▸ REQUIRED TASK:
Reproduce the items from the line containing "Q: In the image above, where is the one" through the end of the items, inclusive. Keep each request unchanged, and multiply every bounding box coordinate in the answers by 2.6, rounding to whole numbers with halves rounded up.

Entries on locating named things

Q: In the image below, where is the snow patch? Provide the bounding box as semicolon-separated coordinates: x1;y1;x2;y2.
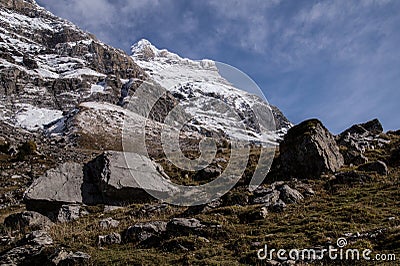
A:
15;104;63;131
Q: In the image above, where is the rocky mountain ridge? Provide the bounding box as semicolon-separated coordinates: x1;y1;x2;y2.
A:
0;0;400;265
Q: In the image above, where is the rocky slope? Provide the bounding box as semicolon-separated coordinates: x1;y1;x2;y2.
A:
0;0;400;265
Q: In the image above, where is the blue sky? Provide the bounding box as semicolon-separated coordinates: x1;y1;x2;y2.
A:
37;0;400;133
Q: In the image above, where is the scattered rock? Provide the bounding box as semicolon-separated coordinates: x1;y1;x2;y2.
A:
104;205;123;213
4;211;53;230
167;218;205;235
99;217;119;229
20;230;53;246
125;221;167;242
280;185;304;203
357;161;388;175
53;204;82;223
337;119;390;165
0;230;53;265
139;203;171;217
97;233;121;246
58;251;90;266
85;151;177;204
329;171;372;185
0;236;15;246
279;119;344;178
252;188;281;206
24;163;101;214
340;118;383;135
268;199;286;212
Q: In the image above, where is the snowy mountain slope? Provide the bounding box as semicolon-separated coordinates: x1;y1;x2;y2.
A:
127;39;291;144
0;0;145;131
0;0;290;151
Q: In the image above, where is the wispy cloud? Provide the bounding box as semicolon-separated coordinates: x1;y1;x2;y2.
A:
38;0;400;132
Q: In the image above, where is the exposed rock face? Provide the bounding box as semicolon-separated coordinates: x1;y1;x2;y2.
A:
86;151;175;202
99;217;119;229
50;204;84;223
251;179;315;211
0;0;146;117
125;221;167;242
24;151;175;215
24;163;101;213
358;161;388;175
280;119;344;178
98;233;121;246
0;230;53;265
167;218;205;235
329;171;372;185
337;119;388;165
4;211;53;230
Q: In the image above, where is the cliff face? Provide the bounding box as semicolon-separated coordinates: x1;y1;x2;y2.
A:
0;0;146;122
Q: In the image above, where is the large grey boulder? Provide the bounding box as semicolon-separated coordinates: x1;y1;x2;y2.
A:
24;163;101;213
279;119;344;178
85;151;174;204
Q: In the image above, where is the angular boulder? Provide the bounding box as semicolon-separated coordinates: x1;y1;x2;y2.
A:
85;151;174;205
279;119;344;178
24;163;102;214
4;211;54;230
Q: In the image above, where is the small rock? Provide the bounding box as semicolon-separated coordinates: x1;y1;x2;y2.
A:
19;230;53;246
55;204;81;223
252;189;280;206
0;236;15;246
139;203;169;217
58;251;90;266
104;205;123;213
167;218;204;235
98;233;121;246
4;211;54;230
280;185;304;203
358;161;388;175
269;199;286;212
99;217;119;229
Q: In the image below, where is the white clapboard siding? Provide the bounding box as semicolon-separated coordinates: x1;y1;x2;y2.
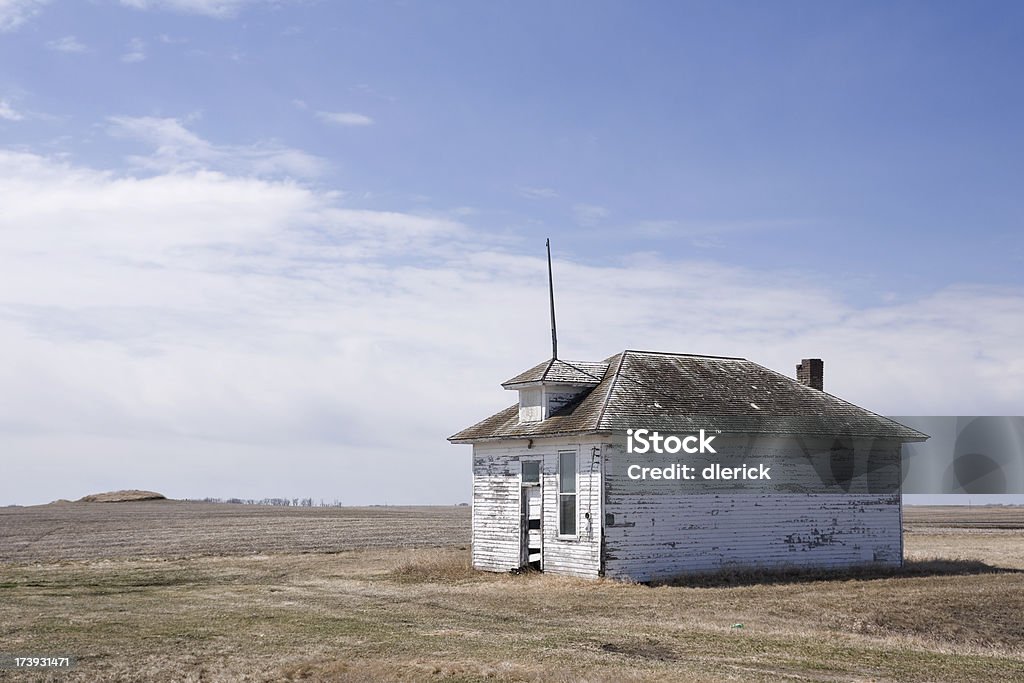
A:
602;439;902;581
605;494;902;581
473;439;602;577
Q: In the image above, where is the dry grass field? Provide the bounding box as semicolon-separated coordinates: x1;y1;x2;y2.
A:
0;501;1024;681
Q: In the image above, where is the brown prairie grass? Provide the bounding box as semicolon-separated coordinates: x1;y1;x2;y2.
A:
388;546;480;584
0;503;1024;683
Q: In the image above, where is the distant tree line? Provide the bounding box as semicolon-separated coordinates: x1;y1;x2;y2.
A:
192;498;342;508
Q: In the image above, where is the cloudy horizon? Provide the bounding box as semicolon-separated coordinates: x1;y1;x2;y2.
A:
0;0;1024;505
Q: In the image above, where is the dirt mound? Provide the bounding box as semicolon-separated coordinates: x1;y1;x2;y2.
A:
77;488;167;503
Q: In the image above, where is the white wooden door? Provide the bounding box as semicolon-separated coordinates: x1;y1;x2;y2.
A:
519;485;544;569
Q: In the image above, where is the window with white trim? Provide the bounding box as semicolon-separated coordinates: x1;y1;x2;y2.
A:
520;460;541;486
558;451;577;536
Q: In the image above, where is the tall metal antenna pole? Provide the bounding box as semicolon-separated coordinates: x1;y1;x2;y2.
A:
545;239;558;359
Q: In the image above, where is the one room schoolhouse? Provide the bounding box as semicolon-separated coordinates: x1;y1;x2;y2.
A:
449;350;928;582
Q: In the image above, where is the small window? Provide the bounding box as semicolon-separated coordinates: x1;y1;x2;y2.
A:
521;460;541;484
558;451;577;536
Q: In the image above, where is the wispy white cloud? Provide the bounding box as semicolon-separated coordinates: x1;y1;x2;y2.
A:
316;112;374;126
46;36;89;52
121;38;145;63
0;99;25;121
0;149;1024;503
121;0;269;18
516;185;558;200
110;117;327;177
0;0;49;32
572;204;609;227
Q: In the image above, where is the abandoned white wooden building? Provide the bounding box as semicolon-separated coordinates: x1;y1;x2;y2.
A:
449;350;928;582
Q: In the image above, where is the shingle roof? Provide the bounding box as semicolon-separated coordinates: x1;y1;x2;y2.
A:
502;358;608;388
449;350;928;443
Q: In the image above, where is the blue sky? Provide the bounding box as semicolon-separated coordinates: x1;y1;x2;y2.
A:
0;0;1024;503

▸ FINISHED ANSWER:
Q: In the image above, where is the one room schoolhouse? Provide the bounding box as semicolon-separated coordinates: x1;y1;x2;y2.
A:
1167;910;2413;1513
Q: In the image above, where is the small window? Provide the bounding box as semicolon-separated coordinates: x1;y1;x2;y2.
A:
1355;1196;1407;1258
1451;1173;1500;1394
Q: In the image above, where is the wispy white cloud? Provide the bounding box as semicolon-separated coordinates: x1;y1;x2;y2.
A:
822;291;972;328
120;94;231;135
315;99;377;164
0;257;65;315
0;387;2662;1308
315;0;699;47
1342;481;1451;520
286;304;850;460
0;0;127;83
1487;530;1583;590
Q: In the image above, where is the abandoned white wooden building? Provide the bounding box as semicolon-separated coordinates: x1;y1;x2;y2.
A:
1167;910;2413;1513
Q: In the image above, where is the shingle roof? Provide the bounding box as semicolon-separated coordinates: x1;y1;x2;y2.
A:
1305;931;1581;1009
1167;910;2413;1152
Q: In the image above, where is the blue sky? Provide the bounding box as semicolon-separated coordinates: x1;y1;x2;y2.
A:
0;0;2662;1308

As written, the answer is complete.